- Elenco dei compiti:
1 – Rispondi a queste domande sul brano su Ugo Manca:
(a) Per quale reato era sotto processo Ugo Manca?
(b) Che cosa fu costruito a Barcellona Pozzo di Gotto?
(c) Come si chiama il circolo di Barcellona frequentato da boss importanti?
2 – Nel brano su Ugo Manca, sostituisci "cittadina" con "città" in tutto il tratto che va da "La figura di" giù fino a "e la scorta.". Riporta il tratto con la modifica.
3 – Prosegui il brano su Ugo Manca con la parte che segue il punto in cui si ferma.

- Testo estratto:
<<<<

Che dire poi della telefonata con cui “la Polizia di Barcellona” – si legge ancora nella interrogazione riportata da Baldo – “invece di informare i genitori di Attilio della disgrazia, informò i genitori del cugino Ugo Manca, allora sotto processo per traffico di stupefacenti .
La figura di Ugo Manca ci porta nella cittadina di Barcellona Pozzo di Gotto dove è presente una delle mafie più pericolose sia per le centinaia di morti ammazzati sia perché è proprio in quel luogo che fu costruito il telecomando per la strage di Capaci in cui morirono Falcone, la moglie e la scorta.
Ci porta anche ai poteri forti come il circolo “Corda fratres” a Barcellona, frequentato da boss importanti come Giuseppe Gullotti, mandante del delitto del giornalista Beppe Alfano, e Rosario Pio Cattafi, imprenditore legato ai servizi segreti.

>>>>

- Voci mostrate:

<<<<

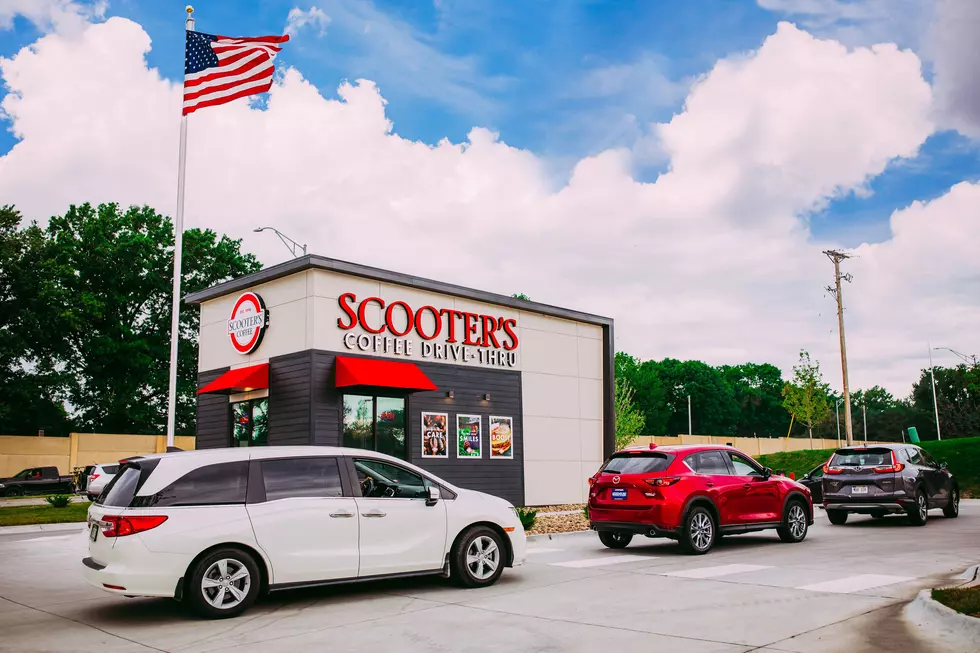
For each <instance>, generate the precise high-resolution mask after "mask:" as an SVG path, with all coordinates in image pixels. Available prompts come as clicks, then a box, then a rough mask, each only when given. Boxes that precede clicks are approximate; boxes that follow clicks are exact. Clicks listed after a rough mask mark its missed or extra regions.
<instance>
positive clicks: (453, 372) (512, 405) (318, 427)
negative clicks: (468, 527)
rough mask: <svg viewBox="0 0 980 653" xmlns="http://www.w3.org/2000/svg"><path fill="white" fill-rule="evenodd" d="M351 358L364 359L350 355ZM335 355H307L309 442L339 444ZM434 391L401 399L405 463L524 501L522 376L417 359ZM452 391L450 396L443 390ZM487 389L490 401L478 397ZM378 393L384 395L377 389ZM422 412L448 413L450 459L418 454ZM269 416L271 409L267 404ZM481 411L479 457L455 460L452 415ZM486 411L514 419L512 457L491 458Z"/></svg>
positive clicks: (461, 483)
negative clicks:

>>>>

- Soluzioni degli esercizi:
1 –
(a) Per traffico di stupefacenti.
(b) Il telecomando per la strage di Capaci.
(c) "Corda fratres".

2 –
La figura di Ugo Manca ci porta nella città di Barcellona Pozzo di Gotto dove è presente una delle mafie più pericolose sia per le centinaia di morti ammazzati sia perché è proprio in quel luogo che fu costruito il telecomando per la strage di Capaci in cui morirono Falcone, la moglie e la scorta.

3 –
Ci sono poi le intercettazioni ambientali come quella di Vincenza Bisognano, sorella del boss barcellonese Carmelo, la quale mentre si trovava in macchina con il suo convivente e altri due amici, parlando della morte di Attilio Manca, la associava alla presenza di Bernardo Provenzano a Barcellona.
A un certo punto, parlando di Provenzano che era stato nascosto a Barcellona per un certo periodo, a chi dice “Però stu figghiolu era a Roma a cu avia a dari fastidio?”, la Bisognano risponde “perché aveva riconosciuto lui.
Ma ci sono anche le dichiarazione di pentiti. Giuseppe Setola del clan dei Casalesi, Carmelo D’Amico ex boss pentito di Barcellona secondo il quale Manca sarebbe stato ucciso da un agente dei servizi segreti bravo a far passare gli omicidi per suicidi, Stefano LoVerso che a Caltanissetta, nel corso del processo quater di Borsellino, ha fatto intendere di conoscere i retroscena del delitto, Giuseppe Campo ex picciotto della provincia di Messina che racconta di esser stato incaricato di uccidere Manca nel dicembre del 2003, incarico poi revocato perché il medico era stato ucciso a Viterbo.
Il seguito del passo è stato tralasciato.